## Written tasks
• a. In the post on fungible cryptoassets, how many members of the DLx law firm prepared the paper it discusses?
• b. Using the post on fungible cryptoassets, decide whether each statement agrees with it: (i) The paper holds that initial coin offerings should be regulated as securities. (ii) The paper is posted in final form. (iii) The phrase "ineluctable modality" is found in the first line of Chapter 1 of Ulysses.
• c. Carry on the post about the fungible cryptoassets paper from its last line.

## Extract

::::::

In a recent post on the Harvard Law School Forum on Corporate Governance, Jai Massari discusses a new paper that argues fungible cryptoassets are not securities under existing U.S. federal securities laws while initial coin offerings (ICOs) and similar token sales should be regulated as securities. The paper, which is posted as a draft, was prepared by four members of the DLx law firm.
I was amused by the paper's title - The Ineluctable Modality of Securities Law: Why Fungible Crypto Assets are Not Securities. The phrase "ineluctable modality" is found in the first line of Chapter 3 of James Joyce's Ulysses:
Ineluctable modality of the visible: at least that if no more, thought through my eyes. Signatures of all things I am here to read, seaspawn and seawrack, the nearing tide, that rusty boot. Snotgreen, bluesilver, rust: coloured signs. Limits of the diaphane. But he adds: in bodies. Then he was aware of them bodies before of them coloured. How? By knocking his sconce against them, sure. Go easy. Bald he was and a millionaire, maestro di color che sanno*. Limit of the diaphane in. Why in? Diaphane, adiaphane. If you can put your five fingers through it it is a gate, if not a door. Shut your eyes and see.

::::::

## Information supplied

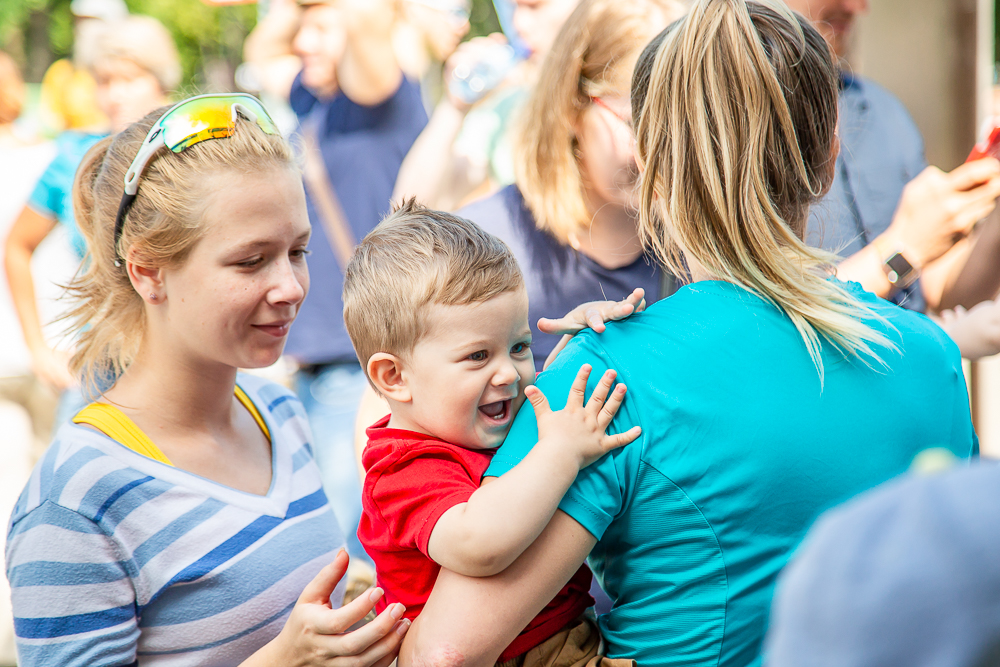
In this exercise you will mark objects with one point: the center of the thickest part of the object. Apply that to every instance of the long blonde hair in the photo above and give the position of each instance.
(591, 56)
(163, 225)
(737, 113)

::::::

## Results for each task
• a. Four members of the DLx law firm prepared it.

• b.
(i) Yes: "initial coin offerings (ICOs) and similar token sales should be regulated as securities"
(ii) No: "The paper, which is posted as a draft"
(iii) No: "is found in the first line of Chapter 3 of James Joyce's Ulysses"

• c.
Based on the above, it is understandable why many people give up on Ulysses upon encountering this chapter. Chapter 3 is commonly referred to as Proteus, although Joyce did not assign names to his chapters. Proteus was a minor Greek deity who could change his shape. In Book 4 of Homer's Odyssey, Menelaus relates to Telemachus how he escaped from Egypt while pinning Proteus down. The Odyssey is the substrate for Joyce's Ulysses (the Latin form of Odysseus). The DLx authors are obviously aware of this connection because they begin their paper with an excerpt from Book 4 of the Odyssey.
The ineluctable modality of the visible describes how the sense of sight involves seeing things nebeneinander (side by side or simultaneously). In Chapter 3, Joyce contrasts this with ineluctable modality of the audible which involves hearing things nacheinander (one after another or successively).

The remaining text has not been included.